Lavoro da svolgere: Riscrivi le righe dall'inizio delle voci fino a quella che contiene "131 109 L 133", entrambe incluse e con le richieste, traslando di -77 ogni coordinata dei tracciati nelle risposte ma non quelle delle richieste o dei modelli di formato. Lascia fuori le immagini.

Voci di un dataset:
════

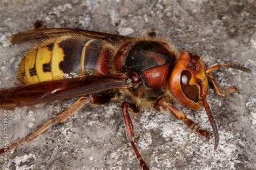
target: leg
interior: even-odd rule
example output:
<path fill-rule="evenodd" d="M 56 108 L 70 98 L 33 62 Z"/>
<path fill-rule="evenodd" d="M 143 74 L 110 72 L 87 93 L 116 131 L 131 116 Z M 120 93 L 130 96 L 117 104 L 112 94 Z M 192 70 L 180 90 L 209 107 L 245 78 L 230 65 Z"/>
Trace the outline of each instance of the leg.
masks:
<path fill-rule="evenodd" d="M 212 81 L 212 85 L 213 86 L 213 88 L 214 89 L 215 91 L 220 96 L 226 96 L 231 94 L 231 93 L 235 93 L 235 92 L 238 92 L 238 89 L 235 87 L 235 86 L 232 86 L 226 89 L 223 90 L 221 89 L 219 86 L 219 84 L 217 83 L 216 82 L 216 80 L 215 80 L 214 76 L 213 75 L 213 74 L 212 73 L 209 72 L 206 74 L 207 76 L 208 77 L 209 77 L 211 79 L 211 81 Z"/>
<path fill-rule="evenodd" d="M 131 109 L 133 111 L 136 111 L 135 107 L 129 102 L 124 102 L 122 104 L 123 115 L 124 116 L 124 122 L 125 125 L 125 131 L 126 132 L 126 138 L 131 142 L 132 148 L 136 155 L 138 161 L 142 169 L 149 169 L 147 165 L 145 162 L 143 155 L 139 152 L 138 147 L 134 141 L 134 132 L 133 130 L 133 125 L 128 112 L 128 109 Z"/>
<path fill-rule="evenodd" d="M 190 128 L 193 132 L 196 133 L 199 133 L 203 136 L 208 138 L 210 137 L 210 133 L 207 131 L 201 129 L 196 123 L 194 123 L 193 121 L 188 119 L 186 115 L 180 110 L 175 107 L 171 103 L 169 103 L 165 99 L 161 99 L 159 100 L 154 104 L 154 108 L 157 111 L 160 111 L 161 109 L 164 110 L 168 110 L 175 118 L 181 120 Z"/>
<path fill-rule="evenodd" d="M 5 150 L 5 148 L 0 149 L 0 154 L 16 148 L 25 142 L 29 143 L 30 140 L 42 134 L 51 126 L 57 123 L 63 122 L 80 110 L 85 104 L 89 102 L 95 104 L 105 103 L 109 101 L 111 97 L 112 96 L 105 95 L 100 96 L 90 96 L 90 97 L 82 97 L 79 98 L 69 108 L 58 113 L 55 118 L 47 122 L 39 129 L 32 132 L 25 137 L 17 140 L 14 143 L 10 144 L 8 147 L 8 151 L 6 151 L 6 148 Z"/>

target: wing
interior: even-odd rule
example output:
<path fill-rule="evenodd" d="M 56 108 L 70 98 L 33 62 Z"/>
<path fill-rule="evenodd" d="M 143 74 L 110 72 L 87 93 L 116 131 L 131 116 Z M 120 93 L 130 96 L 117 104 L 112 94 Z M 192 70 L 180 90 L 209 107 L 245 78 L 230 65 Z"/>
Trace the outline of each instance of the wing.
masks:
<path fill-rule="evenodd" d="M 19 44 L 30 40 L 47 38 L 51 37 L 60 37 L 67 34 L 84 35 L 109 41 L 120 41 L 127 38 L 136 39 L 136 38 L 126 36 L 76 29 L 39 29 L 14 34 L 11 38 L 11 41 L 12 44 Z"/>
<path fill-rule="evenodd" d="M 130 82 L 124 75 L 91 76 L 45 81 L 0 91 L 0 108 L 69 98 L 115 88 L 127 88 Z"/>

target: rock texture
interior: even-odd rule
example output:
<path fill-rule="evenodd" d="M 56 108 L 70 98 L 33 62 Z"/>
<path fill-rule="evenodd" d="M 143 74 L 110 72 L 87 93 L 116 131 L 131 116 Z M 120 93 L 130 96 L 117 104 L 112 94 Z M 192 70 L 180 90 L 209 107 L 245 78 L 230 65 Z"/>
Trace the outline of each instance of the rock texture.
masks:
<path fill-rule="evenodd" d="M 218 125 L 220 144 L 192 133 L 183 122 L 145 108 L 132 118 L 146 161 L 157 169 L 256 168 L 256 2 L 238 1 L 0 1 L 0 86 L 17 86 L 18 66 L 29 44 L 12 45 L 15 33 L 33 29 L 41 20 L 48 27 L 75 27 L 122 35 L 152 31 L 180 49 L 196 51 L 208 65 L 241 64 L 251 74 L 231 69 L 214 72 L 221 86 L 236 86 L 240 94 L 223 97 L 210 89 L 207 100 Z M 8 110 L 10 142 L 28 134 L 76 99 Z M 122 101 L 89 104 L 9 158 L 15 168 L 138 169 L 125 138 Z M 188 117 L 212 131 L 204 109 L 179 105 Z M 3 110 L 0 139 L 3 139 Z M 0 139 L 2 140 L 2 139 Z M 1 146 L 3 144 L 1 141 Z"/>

════

Soluzione qui sotto:
target: leg
interior: even-odd rule
example output:
<path fill-rule="evenodd" d="M 56 108 L 70 98 L 33 62 Z"/>
<path fill-rule="evenodd" d="M 143 74 L 110 72 L 87 93 L 116 131 L 131 116 Z M 120 93 L 130 96 L 117 104 L 112 94 Z M 192 70 L 180 90 L 209 107 L 245 78 L 230 65 Z"/>
Trace the outline of each instance of the leg.
masks:
<path fill-rule="evenodd" d="M 135 4 L 135 8 L 136 9 L 136 11 L 137 12 L 138 14 L 143 19 L 149 19 L 154 17 L 154 16 L 158 16 L 158 15 L 161 15 L 161 12 L 158 10 L 158 9 L 155 9 L 149 12 L 146 13 L 144 12 L 142 9 L 142 7 L 140 6 L 139 5 L 139 3 L 138 3 L 137 -1 L 136 -2 L 136 -3 L 135 -4 L 132 -5 L 129 -3 L 130 -1 L 131 0 L 132 0 L 134 2 L 134 4 Z"/>
<path fill-rule="evenodd" d="M 54 32 L 56 34 L 59 34 L 58 30 L 52 25 L 47 25 L 45 27 L 46 38 L 47 39 L 47 45 L 48 48 L 48 54 L 49 55 L 49 61 L 54 65 L 55 71 L 59 78 L 61 84 L 65 92 L 72 92 L 70 88 L 68 85 L 66 78 L 62 75 L 61 70 L 57 64 L 57 55 L 56 53 L 56 48 L 51 35 L 51 32 Z"/>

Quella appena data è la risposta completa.